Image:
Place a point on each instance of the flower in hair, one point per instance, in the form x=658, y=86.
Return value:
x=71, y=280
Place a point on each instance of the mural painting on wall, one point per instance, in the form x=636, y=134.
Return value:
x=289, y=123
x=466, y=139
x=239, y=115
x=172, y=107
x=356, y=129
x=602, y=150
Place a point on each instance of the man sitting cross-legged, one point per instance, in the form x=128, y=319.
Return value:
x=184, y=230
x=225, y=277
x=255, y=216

::::

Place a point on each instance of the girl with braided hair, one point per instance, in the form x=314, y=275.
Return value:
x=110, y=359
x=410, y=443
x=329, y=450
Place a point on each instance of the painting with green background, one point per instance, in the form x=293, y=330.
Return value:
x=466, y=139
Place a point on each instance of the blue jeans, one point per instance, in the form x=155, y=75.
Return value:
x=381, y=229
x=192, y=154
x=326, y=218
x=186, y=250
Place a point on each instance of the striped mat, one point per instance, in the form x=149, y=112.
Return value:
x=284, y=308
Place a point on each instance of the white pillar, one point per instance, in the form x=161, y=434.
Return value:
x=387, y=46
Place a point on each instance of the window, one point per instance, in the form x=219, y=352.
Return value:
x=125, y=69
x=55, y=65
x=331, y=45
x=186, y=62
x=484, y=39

::::

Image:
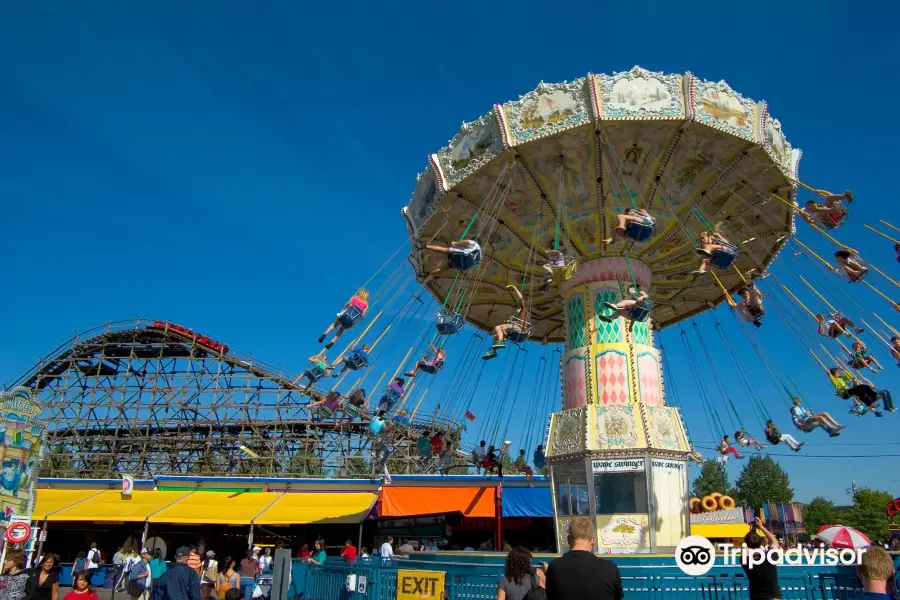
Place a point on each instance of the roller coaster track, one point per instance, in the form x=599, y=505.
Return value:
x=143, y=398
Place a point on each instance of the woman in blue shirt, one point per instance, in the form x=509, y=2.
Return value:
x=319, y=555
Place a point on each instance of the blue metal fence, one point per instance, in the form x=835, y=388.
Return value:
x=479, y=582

::::

▶ EXERCISE INSTRUCTIONS: Return every line of the data above in which "blue" appears.

▶ ANSWER SPACE:
Place a point on each instance of the blue jeans, one point per instance, in the form x=155, y=75.
Place a point on each instance of the woman in blue shirt, one point per instance, in the form x=509, y=2.
Place a point on each instance of the blue metal fence, one point per instance, in the form x=835, y=388.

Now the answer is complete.